Extract to read START
Israel Lipski under the bed

Lipski was tried and sentenced to death, but the trial was dogged with controversy, with claims of anti-Semitism levelled at the Judge and Jury. The then Home Secretary, Henry Matthews, showed apathy towards Lipski’s plight and he was duly hanged at Newgate Prison Yard on the morning of August 21st 1887.

So, was Lipski innocent? Reproduced below is an account of the trial taken from the Southland Times in October 1887 and the reader can decide for themselves.

“The prisoner and his victim (a young married woman named Miriam Angel) lived in the same house in Batty Street, Whitechapel, Lipski occupying a top back room, where he carried on the trade of a manufacturer of walking sticks, having a man and a boy as his assistants. On the morning of the 28th of June the husband of Miriam Angel rose at six, and went to work, leaving his wife in bed. At seven o’clock Lipski let into the house the boy who worked for him, and then went out himself to make some purchases. Among these was an ounce of nitric acid or aqua Fortis, which he procured from an oilman in Backchurch Lane. About nine o’clock Lipski asked his landlady to fetch him some coffee, it was duly brought but Lipski was not in his room, and on the landlady calling upstairs to him the boy replied that his master was not there. The theory of the prosecution was that just about this time Lipski had entered the room where Miriam Angel was in bed.

About eleven in the forenoon the people of the house began to be uneasy about Mrs Angel, who usually came down between eight and nine. Soon afterwards the handle of the door was tried, and it was found to be locked on the inside. The door was burst open, and the woman was found lying dead on the bed.  A medical man, who was at once sent for, deposed that when he was called Miriam Angel had been dead about three hours. There was no rigor mortis. She was without clothes, and her hair was dishevelled; there were stains of nitric acid on her mouth, her face, her breasts, and her hands, which were covered by the burning fluid. The right eye was discoloured, and over the right temple was a patch of extravasated blood, where the muscle had been reduced to a pulp by the infliction of (the doctor held) at fewest four violent blows. Stepping over the corpse and looking down between the bed and the wall, in search of the bottle of poison which he naturally thought must be somewhere about, the medical man espied Israel Lipski lying in his shirt sleeves on his back, partially under the bed. He was unconscious, but on the doctor hitting him a smart slap on the face he opened his eyes wide. The police took him towards a window, and it was then seen that his lips were stained with nitric acid. He was asked in English and German what he had taken, but he made no reply. He was removed to the hospital, but, as from the first he had been the object of suspicion, the police never left him until he was formally charged with the murder, and a constable in plain clothes sat by his bedside day and night until he was convalescent.
Israel Lipski

Meanwhile a post-mortem examination of the remains of Miriam Angel had been made. It was found that the back of the throat was charred, and that a considerable quantity of nitric acid had gone down through the larynx and the trachea into the stomach, indicating that it had been poured down the throat while the victim was in a state of insensibility. But how, it may be asked, did she become insensible? The doctor was of opinion that the four blows on the temple had been fully sufficient to stun the deceased young woman, and that it was not until she was stunned that the poison had been administered to her. It was estimated that half an ounce of aqua Fortis had been given to her and that the immediate cause of death was suffocation by the acid going down the windpipe and closing the air passage. As regard Lipski, the medical evidence was to the effect that he had taken scarcely enough aqua Fortis to produce unconsciousness, but that the state of syncope was the result of mental perturbation.
Extract to read END
Record set START
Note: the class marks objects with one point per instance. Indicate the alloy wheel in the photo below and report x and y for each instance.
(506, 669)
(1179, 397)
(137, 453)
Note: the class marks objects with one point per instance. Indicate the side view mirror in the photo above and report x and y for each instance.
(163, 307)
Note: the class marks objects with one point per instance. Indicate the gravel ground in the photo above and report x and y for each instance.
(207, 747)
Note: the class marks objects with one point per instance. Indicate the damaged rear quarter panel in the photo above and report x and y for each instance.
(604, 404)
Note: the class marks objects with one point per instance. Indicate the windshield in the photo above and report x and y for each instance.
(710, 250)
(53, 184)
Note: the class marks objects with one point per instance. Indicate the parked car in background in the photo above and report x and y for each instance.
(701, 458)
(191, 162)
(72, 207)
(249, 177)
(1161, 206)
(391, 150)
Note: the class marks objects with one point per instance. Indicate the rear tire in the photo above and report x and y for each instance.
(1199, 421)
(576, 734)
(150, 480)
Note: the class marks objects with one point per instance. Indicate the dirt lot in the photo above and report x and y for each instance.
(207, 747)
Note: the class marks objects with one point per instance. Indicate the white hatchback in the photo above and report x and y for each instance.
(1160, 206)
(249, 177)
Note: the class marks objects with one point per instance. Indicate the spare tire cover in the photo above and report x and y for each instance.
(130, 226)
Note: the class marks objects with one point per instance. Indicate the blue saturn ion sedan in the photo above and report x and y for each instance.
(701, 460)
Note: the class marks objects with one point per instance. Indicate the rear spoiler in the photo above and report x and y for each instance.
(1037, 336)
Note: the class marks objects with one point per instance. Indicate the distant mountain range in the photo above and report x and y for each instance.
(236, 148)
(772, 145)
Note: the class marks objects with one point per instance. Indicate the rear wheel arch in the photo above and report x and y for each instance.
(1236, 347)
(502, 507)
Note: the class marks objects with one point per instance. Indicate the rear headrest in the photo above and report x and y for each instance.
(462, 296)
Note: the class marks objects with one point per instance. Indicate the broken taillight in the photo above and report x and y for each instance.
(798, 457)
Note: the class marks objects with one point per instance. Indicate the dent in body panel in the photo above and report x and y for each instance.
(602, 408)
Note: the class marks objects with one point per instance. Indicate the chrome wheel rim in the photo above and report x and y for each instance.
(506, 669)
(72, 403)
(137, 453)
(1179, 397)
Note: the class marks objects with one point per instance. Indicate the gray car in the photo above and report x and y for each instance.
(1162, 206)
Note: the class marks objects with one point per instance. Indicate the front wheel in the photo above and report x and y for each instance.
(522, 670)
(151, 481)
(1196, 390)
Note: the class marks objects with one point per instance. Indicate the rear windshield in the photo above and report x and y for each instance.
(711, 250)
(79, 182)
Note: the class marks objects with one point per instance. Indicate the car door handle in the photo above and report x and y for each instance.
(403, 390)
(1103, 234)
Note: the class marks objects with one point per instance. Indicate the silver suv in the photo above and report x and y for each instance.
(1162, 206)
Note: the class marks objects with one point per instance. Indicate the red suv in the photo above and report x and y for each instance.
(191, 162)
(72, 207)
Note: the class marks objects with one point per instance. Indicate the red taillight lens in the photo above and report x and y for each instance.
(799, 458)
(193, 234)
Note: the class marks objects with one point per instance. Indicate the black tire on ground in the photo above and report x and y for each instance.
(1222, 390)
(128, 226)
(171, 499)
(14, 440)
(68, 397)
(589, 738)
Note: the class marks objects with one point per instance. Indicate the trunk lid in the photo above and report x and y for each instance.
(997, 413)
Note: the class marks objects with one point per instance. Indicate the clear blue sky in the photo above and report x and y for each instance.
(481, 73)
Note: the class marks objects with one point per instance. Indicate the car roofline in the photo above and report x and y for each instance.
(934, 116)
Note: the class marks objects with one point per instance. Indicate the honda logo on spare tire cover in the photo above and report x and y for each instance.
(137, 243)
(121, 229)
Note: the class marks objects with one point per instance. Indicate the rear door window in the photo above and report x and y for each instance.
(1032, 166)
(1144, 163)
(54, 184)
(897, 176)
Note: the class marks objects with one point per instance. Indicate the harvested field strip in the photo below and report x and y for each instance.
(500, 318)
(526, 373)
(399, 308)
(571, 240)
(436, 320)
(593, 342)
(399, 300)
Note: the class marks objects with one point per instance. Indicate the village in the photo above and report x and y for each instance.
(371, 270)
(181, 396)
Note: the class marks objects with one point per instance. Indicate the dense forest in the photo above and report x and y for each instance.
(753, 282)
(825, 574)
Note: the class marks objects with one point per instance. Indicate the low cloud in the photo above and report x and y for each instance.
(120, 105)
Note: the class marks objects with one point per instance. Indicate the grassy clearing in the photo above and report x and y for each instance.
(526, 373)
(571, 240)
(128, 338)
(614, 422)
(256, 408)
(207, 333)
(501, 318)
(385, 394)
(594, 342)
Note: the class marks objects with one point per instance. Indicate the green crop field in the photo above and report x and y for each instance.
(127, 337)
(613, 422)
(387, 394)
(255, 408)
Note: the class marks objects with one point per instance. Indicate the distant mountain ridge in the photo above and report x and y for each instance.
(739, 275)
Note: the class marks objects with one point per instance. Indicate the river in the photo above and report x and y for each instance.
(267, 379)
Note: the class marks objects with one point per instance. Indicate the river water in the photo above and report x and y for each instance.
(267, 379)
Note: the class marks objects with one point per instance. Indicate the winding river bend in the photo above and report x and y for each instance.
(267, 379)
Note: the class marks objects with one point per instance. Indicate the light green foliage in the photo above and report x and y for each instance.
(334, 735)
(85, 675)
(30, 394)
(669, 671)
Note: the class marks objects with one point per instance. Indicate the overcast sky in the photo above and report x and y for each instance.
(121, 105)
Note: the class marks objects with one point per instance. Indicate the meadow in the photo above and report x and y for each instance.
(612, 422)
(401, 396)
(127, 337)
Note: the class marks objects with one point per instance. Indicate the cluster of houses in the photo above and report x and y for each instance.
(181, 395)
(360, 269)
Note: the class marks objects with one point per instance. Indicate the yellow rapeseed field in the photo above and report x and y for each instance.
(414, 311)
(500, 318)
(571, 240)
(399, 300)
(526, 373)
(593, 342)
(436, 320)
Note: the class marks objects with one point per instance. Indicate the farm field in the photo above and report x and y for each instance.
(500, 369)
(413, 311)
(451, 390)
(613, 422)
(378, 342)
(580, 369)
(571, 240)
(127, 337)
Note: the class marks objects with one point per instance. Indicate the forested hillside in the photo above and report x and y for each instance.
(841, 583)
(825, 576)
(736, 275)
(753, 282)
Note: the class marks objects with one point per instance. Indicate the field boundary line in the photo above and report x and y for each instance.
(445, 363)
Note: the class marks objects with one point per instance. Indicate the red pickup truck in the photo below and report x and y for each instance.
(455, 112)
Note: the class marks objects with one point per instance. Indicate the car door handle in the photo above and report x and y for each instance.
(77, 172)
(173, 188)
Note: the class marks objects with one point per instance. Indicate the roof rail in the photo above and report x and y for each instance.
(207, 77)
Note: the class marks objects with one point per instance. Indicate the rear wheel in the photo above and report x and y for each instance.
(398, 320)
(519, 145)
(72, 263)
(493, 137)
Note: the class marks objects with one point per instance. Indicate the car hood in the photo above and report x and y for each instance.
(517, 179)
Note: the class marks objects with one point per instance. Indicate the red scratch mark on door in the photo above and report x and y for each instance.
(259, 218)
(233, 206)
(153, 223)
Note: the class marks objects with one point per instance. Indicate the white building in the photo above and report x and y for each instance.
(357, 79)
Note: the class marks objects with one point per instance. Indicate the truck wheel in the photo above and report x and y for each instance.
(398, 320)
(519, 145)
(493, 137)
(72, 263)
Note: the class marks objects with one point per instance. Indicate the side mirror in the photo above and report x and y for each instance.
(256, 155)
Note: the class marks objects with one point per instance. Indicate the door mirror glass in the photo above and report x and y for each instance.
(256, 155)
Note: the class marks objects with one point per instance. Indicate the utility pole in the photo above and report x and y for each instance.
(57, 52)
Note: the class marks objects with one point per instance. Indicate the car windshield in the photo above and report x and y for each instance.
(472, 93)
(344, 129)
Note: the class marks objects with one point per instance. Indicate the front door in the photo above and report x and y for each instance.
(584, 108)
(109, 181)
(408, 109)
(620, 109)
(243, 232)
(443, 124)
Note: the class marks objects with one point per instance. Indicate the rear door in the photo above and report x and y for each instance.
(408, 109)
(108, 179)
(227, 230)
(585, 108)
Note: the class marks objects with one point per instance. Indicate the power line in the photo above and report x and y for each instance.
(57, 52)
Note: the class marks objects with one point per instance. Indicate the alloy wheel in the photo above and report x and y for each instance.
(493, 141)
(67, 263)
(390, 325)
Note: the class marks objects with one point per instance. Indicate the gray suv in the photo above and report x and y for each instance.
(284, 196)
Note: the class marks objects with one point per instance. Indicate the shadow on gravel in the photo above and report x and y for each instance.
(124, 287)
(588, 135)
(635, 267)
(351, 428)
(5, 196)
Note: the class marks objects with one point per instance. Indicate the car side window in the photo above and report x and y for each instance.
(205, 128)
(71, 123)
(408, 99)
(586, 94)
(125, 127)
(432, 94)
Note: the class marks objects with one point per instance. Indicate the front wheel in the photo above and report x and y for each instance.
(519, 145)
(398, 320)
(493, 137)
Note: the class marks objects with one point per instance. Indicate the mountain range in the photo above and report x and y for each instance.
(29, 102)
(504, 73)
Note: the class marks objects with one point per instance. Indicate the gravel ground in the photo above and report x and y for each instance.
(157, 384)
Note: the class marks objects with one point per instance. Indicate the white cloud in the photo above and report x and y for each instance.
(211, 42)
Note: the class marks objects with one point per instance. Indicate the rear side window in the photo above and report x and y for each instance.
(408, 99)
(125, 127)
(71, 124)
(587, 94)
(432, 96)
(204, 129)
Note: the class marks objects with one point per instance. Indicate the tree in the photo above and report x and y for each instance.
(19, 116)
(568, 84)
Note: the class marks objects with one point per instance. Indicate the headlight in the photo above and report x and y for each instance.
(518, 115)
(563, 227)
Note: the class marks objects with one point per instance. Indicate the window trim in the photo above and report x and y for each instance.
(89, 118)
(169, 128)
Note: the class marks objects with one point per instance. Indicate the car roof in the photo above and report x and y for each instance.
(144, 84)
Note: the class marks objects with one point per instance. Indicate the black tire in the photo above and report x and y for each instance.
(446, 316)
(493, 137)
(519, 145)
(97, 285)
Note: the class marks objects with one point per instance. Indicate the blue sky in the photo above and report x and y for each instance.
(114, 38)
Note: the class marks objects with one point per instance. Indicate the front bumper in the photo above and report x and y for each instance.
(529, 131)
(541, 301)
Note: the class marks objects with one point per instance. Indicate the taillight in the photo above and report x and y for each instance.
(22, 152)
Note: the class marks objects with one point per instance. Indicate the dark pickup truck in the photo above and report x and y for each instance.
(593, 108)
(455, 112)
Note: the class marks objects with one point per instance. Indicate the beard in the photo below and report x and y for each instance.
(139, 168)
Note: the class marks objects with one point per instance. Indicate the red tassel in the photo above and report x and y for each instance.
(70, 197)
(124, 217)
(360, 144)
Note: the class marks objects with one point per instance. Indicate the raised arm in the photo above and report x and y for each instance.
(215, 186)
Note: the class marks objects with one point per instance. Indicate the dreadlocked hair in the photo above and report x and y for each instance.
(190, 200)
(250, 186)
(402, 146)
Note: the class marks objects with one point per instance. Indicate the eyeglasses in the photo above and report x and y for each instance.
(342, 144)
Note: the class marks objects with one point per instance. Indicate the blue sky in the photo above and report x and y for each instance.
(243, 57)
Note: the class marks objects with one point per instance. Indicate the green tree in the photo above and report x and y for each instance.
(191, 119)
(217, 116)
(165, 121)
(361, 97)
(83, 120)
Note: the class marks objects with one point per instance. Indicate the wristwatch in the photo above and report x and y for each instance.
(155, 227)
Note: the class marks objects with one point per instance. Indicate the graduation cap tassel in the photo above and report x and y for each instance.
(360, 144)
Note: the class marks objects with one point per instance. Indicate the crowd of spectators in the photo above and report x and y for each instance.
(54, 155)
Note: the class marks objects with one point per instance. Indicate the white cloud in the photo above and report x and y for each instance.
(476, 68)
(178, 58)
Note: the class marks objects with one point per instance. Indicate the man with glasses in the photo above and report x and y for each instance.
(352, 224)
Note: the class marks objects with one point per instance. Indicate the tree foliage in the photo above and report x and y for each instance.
Record set END
*Tasks*:
**a)** Reproduce the Israel Lipski account between "Lipski was tried" and "August 21st 1887.", inclusive.
**b)** Write the next part of the Israel Lipski account, picking up right after its last sentence.
The records come from a separate source, not from the Israel Lipski account.

*Answers for each item*:
**a)**
Lipski was tried and sentenced to death, but the trial was dogged with controversy, with claims of anti-Semitism levelled at the Judge and Jury. The then Home Secretary, Henry Matthews, showed apathy towards Lipski’s plight and he was duly hanged at Newgate Prison Yard on the morning of August 21st 1887.

**b)**
In fine, the hypothesis of the prosecution amounted to this: that there was a small window commanding a view of Mrs Angel’s room; that the murderer, whoever he was, had seen Mrs Angel in bed from that window; that he came downstairs and entered her room for an immoral purpose; that, foiled in his design, he dealt his victim the blows which had produced insensibility, and that he then poisoned her, and ultimately, frenzied by horror, remorse and shame, endeavoured to commit suicide himself. The bottle which had contained the nitric acid was found; but it is not known whether the key was in the door, which was found to be locked inside. If the key was there, there can be no possible doubt as to Israel Lipski having been the murderer of Miriam Angel. The assistant to the oilman in Backchurch Lane swore that, to the best of his belief, the man who on the morning of the 28th June purchased from him a pennyworth of aqua Fortis was Israel Lipski, who explained that he wanted the stuff for the purpose of staining canes, and that the oilman’s assistant warned him that the acid was poisonous.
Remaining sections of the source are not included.